CHALLENGE
Could you carry on the forum post about Kubeadm defaults, picking up after its last sentence?

EXTRACT TO READ

I feel like I am harping on this issue and that is partly because I see Kubeadm as that tool that is trying to select sane defaults (or defaults that almost everyone can agree on) and it tends to be a one shot deal. Once the cluster is created and workloads are added, it starts to be come costly to have to go back and reconstruct things again. I have now had to do it a couple of times to get things worked out (partly because there is more to Kubeadm what one first sees and partly being new to Kubernetes and finding out a week or two later that something should have been setup differently). Now I know what switches to use to get a valid configuration, so there is not much pain for me any more. Just looking to help avoid the pain for future users of Kubeadm or at least lessen it to where it is just minor changes to a cluster.

As I wrote the above, I started thinking that maybe another approach to this issue and probably many others is to instead have a sort of checklist presented to the admin before the cluster is initialized. The checklist would attempt to itemize how the cluster is going to be constructed and identify either an inconstancy or an abnormal setting. Certainly a larger discussion and probably should be tracked on a separate issue if other see any merit in the idea.

SOURCE DATA

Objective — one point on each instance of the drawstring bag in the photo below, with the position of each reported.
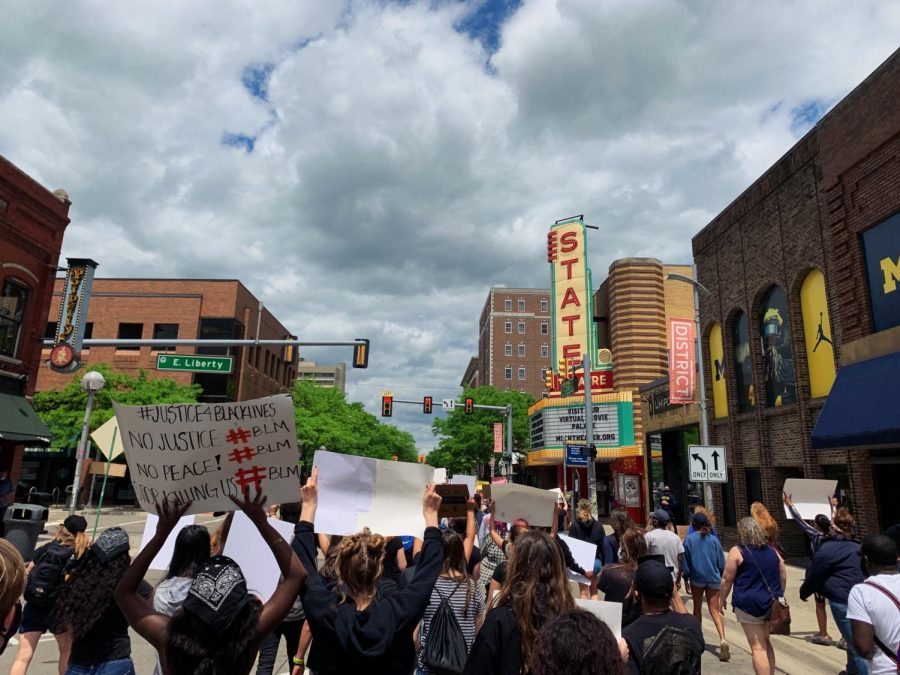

RESULT FOR THIS TASK
I think the best we can do here is to document that if you want to make the API Server accessible via [your FQDN here]; you should use the --api-server-extra-sans flag.

Does that sound reasonable? Again, I'm not in favor for adding "hacks" that might or might not work for an user and has a great risk of creating a "false positive" (a SAN is added where it shouldn't have been added). WDYT?

Interestingly having a somewhat related issue it seems.

  • With --cloud-provider=aws (with custom provisioning, not kubeadm),
  • Hostname of the instances (container linux) are set to ip-172-16-46-149 (not fully qualified)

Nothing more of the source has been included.